__Supplied text__.

Tuesday, December 6, 2011

Arachnophobia (strong language warning)

Before I had ever moved my things into my new house, before I had even scheduled the movers, I had an encounter of the eight legged kind. After work on this particular Monday, I decided to take some small odds and ends to the new house. Things that would break easy, or were just easier in my mind for me to take care of. Like my jewelry holder, the bag of random wrapping paper and gift bags, that glass pitcher that didn't fit into any box, that box of breakables that didn't have a lid. I loaded up my car and headed to my lovely new home, excited to see it again.
I parked under the car port, grabbed a couple things and headed into the house. I set my purse and things on the kitchen counter and got out my camera to take the "before I moved in the house looked like this" pictures. I walked through the living room *click*, the dining room *click*, into the kitchen *flash*, through the hall *click*, and into the bathroom. I leaned back towards the tub to get a picture of the wall of mirrors. I turned around to take a picture of the tiled shower and HOLYFUCKINGHELL! I was suddenly back in the hall, panting and trying to comprehend what I had just seen.
No way. There is no way I just saw a spider that big in my tub. There is no fucking way that I just saw a spider that big, in my new tub, inches away from where I had been standing. There is no fucking way that a spider that big exists outside of tropical climates. I took a step back into the bathroom, shaking, to peer over the edge of the tub. I saw legs. I jumped back. Dear God...it's real! I really saw that! Fuckfuckfuck. I kept my eyes on the edge of the tub, to make sure it didn't come crawling over the edge. I talked to myself.
Now K, maybe you're exaggerating the size in your head. Listen K, it's going to be ok.
I take a step back into the bathroom and peer a little further into the tub this time to see the entire thing. Oh sickgrossfuckdamnitmotherfucker that thing is a GIANT! It must have mated with a fucking dog. Why is this thing real?? Why is this thing in my tub?? I walked into the living room, keeping my eye on the tub. Making sure the tub is in my sights at all times. That thing is literally the biggest spider I've ever seen in real life. I honestly don't think it would fit down the drain if I tried to wash it down. And to wash it down I would have to get close to it. Oh God, and what if I tried to wash it down and I failed and scare it and it comes out of the tub after me?! I can't handle this. I start breathing hard again, keeping my eyes on the tub while I pace the living room.
What am I going to do? I have nothing but breakables at the house. No broom to whack the dog spider with, no bugzooka to capture this unauthorized intruder with, not that I believe this giant would actually fit in the bugzooka chamber. I don't know what to do. I start to panic. Tears spring to my eyes. I'm trapped here. I can't leave and go get something or someone to help me. What if I leave and come back...and it's gone?! I'll never know where it went! I cannot possibly move my things into this house knowing at any moment I could come face to face with an amazonian spider!

__Goals__.
#1 Name every item the arachnophobia post lists as one of the small odds and ends brought to the new house.
#2 Write a continuation of the arachnophobia post, picking up after its final sentence.
The records have no connection to the arachnophobia post.

__Data records__.
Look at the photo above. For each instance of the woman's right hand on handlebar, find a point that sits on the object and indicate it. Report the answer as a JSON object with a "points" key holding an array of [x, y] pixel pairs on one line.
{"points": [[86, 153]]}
...
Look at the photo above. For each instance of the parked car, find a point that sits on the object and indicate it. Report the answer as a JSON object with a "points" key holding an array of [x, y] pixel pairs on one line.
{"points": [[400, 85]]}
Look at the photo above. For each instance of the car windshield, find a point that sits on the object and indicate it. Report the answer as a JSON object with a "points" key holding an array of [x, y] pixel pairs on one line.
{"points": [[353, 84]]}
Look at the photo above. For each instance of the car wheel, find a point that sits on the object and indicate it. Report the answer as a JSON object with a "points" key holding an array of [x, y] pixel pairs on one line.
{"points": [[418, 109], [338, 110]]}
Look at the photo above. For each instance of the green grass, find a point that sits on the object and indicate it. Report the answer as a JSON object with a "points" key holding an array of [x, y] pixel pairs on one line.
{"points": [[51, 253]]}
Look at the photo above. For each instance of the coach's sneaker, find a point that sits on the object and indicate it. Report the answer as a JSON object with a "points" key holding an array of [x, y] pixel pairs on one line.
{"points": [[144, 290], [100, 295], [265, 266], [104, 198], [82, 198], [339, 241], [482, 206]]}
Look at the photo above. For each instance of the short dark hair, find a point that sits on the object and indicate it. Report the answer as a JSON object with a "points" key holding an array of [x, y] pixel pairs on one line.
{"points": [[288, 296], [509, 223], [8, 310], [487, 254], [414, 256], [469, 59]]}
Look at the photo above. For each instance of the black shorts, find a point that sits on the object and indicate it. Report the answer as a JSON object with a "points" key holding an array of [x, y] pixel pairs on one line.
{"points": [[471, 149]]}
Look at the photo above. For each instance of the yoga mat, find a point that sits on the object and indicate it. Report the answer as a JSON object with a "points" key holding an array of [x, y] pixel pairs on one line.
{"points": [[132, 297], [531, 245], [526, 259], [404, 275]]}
...
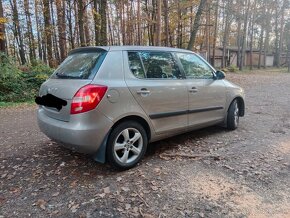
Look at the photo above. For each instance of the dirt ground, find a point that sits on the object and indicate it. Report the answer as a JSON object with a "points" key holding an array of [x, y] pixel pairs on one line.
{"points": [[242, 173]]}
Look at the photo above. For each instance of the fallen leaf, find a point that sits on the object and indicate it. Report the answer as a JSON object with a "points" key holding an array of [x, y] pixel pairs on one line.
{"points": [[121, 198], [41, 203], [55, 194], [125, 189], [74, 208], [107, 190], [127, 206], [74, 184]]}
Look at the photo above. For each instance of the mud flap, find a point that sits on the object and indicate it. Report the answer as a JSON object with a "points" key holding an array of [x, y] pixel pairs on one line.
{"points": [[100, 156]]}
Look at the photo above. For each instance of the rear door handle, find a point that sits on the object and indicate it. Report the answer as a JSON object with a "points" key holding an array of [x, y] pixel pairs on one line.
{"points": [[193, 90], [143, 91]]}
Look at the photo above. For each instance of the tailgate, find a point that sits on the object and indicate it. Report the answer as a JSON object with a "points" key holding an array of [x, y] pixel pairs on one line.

__Solved tasks__.
#1
- jewelry holder
- bag of random wrapping paper and gift bags
- glass pitcher that didn't fit into any box
- box of breakables that didn't have a lid

#2
You think I'm crazy right? I know. It's ok. That's why I'm writing this. I have actual arachnophobia. I've had this problem for as long as I can remember. It's the reason my mom bought me my bugzooka. Almost everyone brushes my fear off as me being just another girl afraid of bugs. Most people don't realize how serious my phobia is until they see me in a panic attack, and even then, some people still don't get it. I'm writing this to show how those panic attacks look. How my brain works when I see a spider. I think that people assume this is just something I can get over if I stop being a wuss, but that's just the thing. This is a phobia. It's an extreme or irrational fear or aversion to something. That's the definition of phobia. It's not something I can control (without help). I don't like the powerless feeling that overcomes me when I'm faced with my fear. I'm normally a rational, logical person. But when it comes to spiders, I seem to lose all control.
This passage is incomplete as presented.